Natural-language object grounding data
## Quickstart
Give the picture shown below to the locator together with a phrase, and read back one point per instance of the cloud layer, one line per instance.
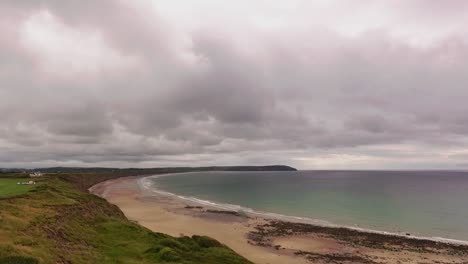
(321, 84)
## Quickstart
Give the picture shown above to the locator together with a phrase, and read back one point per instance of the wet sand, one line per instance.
(271, 241)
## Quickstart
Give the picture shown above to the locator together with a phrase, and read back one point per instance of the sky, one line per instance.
(323, 84)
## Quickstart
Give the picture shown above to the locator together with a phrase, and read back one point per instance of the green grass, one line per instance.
(9, 187)
(58, 223)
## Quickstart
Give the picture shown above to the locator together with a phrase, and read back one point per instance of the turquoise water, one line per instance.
(431, 203)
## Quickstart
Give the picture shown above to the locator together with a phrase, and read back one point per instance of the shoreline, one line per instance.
(287, 218)
(266, 240)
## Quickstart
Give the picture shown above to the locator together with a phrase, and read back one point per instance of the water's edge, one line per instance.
(148, 188)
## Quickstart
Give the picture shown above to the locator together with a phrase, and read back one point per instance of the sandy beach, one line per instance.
(269, 241)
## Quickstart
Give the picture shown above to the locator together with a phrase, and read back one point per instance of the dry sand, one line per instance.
(176, 217)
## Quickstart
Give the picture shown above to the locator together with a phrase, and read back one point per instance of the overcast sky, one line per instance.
(322, 84)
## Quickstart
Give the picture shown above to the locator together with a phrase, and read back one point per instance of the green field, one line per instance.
(59, 222)
(8, 187)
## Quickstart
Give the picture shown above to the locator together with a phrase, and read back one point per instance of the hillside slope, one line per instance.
(59, 223)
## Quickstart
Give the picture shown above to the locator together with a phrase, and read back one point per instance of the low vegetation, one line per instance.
(58, 222)
(9, 187)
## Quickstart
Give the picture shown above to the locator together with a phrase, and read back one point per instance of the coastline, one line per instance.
(266, 240)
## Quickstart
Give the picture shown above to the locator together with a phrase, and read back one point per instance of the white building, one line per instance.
(36, 174)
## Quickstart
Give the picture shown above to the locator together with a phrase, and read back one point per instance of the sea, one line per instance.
(430, 204)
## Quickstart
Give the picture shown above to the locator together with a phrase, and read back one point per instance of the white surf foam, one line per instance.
(148, 186)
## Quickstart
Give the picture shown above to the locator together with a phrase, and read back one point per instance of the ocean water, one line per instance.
(423, 203)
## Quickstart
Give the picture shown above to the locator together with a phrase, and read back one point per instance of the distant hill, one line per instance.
(155, 170)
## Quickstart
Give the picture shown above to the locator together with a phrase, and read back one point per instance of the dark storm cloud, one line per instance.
(117, 84)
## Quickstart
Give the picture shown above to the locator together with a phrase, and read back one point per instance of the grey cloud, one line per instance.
(215, 98)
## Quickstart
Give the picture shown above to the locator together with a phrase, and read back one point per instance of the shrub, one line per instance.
(18, 260)
(167, 254)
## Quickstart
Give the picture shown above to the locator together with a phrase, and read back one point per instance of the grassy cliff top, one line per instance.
(56, 222)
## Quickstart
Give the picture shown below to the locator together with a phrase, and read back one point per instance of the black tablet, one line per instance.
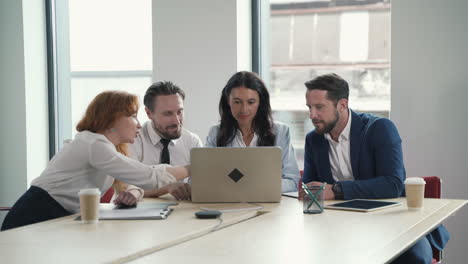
(362, 205)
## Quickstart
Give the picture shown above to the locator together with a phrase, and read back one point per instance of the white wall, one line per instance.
(429, 93)
(23, 96)
(196, 45)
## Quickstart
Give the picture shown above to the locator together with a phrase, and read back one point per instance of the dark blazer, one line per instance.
(376, 161)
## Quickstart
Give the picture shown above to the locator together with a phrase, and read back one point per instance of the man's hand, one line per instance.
(129, 197)
(328, 193)
(180, 190)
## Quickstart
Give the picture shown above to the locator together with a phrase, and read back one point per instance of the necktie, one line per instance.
(165, 159)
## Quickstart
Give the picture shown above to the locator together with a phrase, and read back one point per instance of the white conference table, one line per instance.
(279, 233)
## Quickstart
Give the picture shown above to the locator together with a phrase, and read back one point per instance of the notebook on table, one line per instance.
(222, 175)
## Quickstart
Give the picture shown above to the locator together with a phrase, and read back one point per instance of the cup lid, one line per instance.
(415, 180)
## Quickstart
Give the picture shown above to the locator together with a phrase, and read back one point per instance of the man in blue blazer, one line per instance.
(359, 155)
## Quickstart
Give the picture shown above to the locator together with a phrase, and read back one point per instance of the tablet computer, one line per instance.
(362, 205)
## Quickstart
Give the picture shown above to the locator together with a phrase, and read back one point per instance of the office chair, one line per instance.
(433, 189)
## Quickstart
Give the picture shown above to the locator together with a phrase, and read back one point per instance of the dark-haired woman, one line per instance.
(246, 121)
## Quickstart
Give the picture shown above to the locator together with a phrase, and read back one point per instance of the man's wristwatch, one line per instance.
(338, 191)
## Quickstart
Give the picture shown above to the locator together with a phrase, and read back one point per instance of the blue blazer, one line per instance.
(376, 161)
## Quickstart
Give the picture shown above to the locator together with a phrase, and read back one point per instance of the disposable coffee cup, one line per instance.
(89, 205)
(415, 193)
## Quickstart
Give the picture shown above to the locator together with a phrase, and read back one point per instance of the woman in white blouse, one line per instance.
(93, 159)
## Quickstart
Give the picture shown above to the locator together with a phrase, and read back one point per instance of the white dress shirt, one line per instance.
(92, 161)
(340, 155)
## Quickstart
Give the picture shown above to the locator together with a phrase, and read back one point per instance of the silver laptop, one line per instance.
(236, 174)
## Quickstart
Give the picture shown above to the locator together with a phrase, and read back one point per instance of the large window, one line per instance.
(308, 38)
(100, 45)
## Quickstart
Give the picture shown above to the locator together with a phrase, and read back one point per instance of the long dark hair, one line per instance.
(262, 123)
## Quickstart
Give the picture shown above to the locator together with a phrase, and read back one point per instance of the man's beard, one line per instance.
(328, 126)
(169, 135)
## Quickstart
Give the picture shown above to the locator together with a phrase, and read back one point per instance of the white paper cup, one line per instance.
(89, 205)
(415, 193)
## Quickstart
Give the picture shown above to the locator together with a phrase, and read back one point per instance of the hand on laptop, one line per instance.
(180, 190)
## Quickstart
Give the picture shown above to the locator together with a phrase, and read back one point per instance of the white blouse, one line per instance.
(92, 161)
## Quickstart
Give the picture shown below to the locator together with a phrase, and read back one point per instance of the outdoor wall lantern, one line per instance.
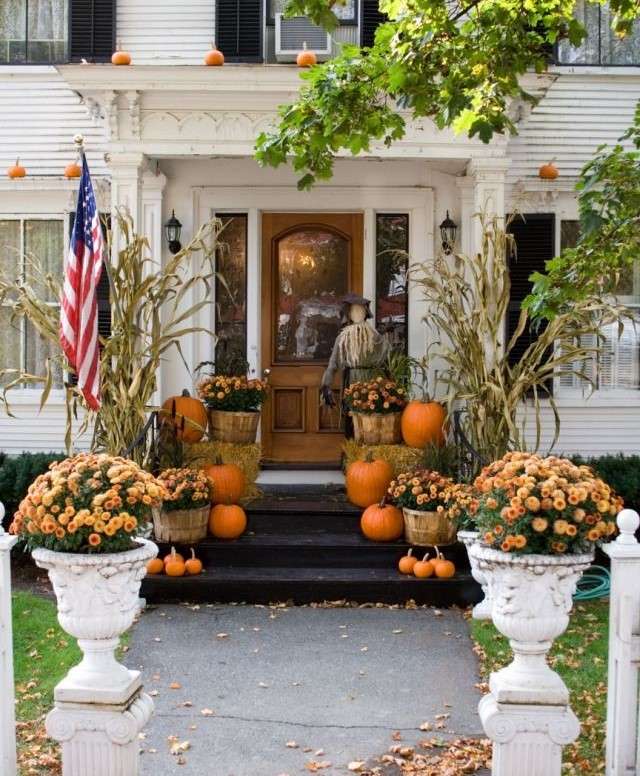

• Task prompt
When you print the records above, keep them exact and leave out the pictures.

• Output of the exercise
## Quickstart
Give the picture shown below to the locator together with a phrase, and read back one point per instance of the cloud layer, one line per instance.
(321, 84)
## Quickstart
Give the picture shown above to the locator together with a phrase, and read back one point per instance of the wet sand, one line per instance.
(271, 241)
## Quickstart
Give the picture shown above to the locator together with a phrase, and read back one point per instance of the sky, one line per instance.
(323, 84)
## Quickstart
Give the picture shown above to the locator together with a phrase, and read back one point per instance of the green grass, one line per instance.
(9, 187)
(58, 223)
## Quickstart
Give the picture shown above to the locator together with a phrase, and read back one point per instance of the turquoise water, one line per instance.
(431, 203)
## Quickstart
Give the picture shown above to the locator together with a phrase, and read back one point per instance of the shoreline, one line per instance.
(287, 218)
(266, 240)
## Quickstart
Give the picture shown above to the locator together with a phrase, and read back one point per instance of the water's edge, one line per instance.
(148, 188)
## Quickstart
Give the picture shown above to the locator together with a phrase, and read back one point per instance of the sandy beach, one line per instance.
(269, 241)
## Quickstart
Give the picture shown above to the locator together with a phrase, and read back one point per instance of the dry sand, one line per instance.
(176, 217)
## Quickstart
Give the picture shown above to the locator together with a phrase, and read back one point per instance of the overcast sky, one line per instance.
(322, 84)
## Quickstart
Give the picture shown above to the locator together with a phrase, and read back one point per instance of the green field, one line per instance.
(59, 222)
(8, 187)
## Quickstart
Give the picture shown above to the locator together with a phrase, and read back one point per instance of the hillside slope, one line per instance.
(59, 223)
## Quickstart
Give the picture shown above to the locator together with a phrase, and read back one point per instance of the low vegetation, one line per instance.
(58, 222)
(9, 187)
## Quickstart
Give the picture shown above to the locator together with a phrase, and read back one point per instance of the coastline, one line per instance.
(266, 240)
## Quickstart
Give the picture shown above to the locator together with a phrase, and read back one point per instance of the white building, one line per instance.
(36, 174)
## Quickstart
Give the picture shown above to the locator together with a phrase, and read back one point per instance of the sea, one line per instance.
(430, 204)
## Quickstart
Give the picture shown above to the locator together with a phrase, and read back one point per instance of the white surf foam, one line per instance.
(148, 186)
## Quickstart
Give the picture shown above to the locator together with a phrase, and read back one point per instance of the ocean water, one line per instance.
(423, 203)
## Quickstart
Give the picture shown above to the locator together with a phrase, and read back one point per instance of the distant hill, one line per instance.
(155, 170)
## Quickstart
Give the picture shown above to the locator together with a phrase, and read back one point per instance of the dark storm cloud, one line per instance.
(117, 84)
## Quickstart
Give the picture shown above to the locator together with a phrase, and read back one point per instance of the grey cloud, one line per instance.
(215, 98)
## Quickstart
Give the picture shown above to the locator together with a phrase, and read back one point per instance of the shrub, one line per instance.
(18, 260)
(167, 254)
## Quickstart
Give the picture shown above to the locator together with a phrase, and read back one point per instance of the grassy cliff top, one line per instance.
(56, 222)
## Quickstart
Give the picture shown below to the locator together with a phrase, and read back one point per instance of the black tablet, one line per instance.
(362, 205)
## Quickstart
Give the picture shown above to the locator together with a phrase, and read back one point per instance of the white wall, one line per instance.
(429, 93)
(23, 96)
(196, 45)
## Quickstart
Give the picture shown above to the locator together with a phrase, and read back one point per instance of the dark blazer, one line per instance.
(376, 161)
## Quickstart
Give the picture shown above to the locator together with a phrase, and read back one point per instance of the man's hand, one line per instance.
(129, 197)
(328, 193)
(180, 190)
## Quickstart
Give the picture shown above to the locator together with a phrase, and read back one point per instance of the necktie, one line per instance.
(165, 159)
## Quickstart
Give the picture shown above to the locator together with a phrase, and read back one point per instance of the white conference table, one line per instance.
(279, 233)
## Quickstart
Give the picture shown above to the locator together with a phrase, and read back one point per instance of the notebook on table, one line per instance.
(222, 175)
## Quickstart
Give the picture shown above to the locator together with a phrase, and read back one point per instance of the cup lid, one line per instance.
(415, 180)
## Quickstart
Give the picture shown above to the locator together with a phrase, and read back one point per instance of the man in blue blazer, one line per instance.
(359, 155)
## Quickstart
Give the picture shown above to the locator together with a phrase, and read back one point per instance of the tablet computer, one line per instance.
(362, 205)
## Quickstart
Give the picture shown above to the locator together with a phrase, and read back one point per instance of the office chair, one line per instance.
(433, 189)
## Quickstart
Give the picture shown above to the locator together with a phrase, and read back one point per instance of the dark-haired woman, one line per instance.
(246, 121)
## Quickstart
Give the picture shown above to the locator together with a phrase, and read back one point per instance of the man's wristwatch, one line per instance.
(338, 191)
## Quickstart
Give the picture shown above to the locator together with a phrase, and read back one point per instance of the blue blazer, one line per instance.
(376, 161)
## Quickstart
Give the picture shown above to the locator together with a phrase, and read back one point per instance of the disposable coffee cup, one line per instance.
(89, 205)
(415, 193)
## Quickstart
Give the picture shown above to the locator together with a phrase, and read back one point per instance of the woman in white blouse, one line per instance.
(93, 159)
## Quickstart
Give the picture shown above to the locator together with a phrase, and read back one point per instance of the white dress shirt, one line per instance.
(92, 161)
(340, 155)
## Quickstart
Give the picture shown above to the locator together with a phrase, and read back one point per instance of the silver laptop, one line per instance.
(236, 174)
## Quickstart
Give the picture shown above to the locator together with a phrase, and read back one point per instance of the large window, one line per instance.
(308, 38)
(100, 45)
## Quickstart
Give the picture shown above to the locator together with a phrase, and read back one point per instance of the long dark hair, one line per instance.
(262, 123)
## Quickstart
Give the picture shown above to the locator together with a phrase, and read back one point per instance of the man's beard, one line per instance.
(328, 126)
(169, 135)
## Quickstart
Give the picture shown above to the locator together with a phrase, and read back one point per instance of the white paper cup, one line per instance.
(89, 205)
(415, 193)
## Quickstart
Give the picture shown above to the locator together with a phrase, and read back one point per instance of the hand on laptop, one line per instance.
(180, 190)
## Quickstart
Give the picture shown above to the locator together with a phrase, and read back one point per instance of the white blouse, one line per instance.
(92, 161)
## Quickstart
Give the picture shown below to the locator together with a phrase, and read back one point per instance of the outdoor wall lantern, one line per instance.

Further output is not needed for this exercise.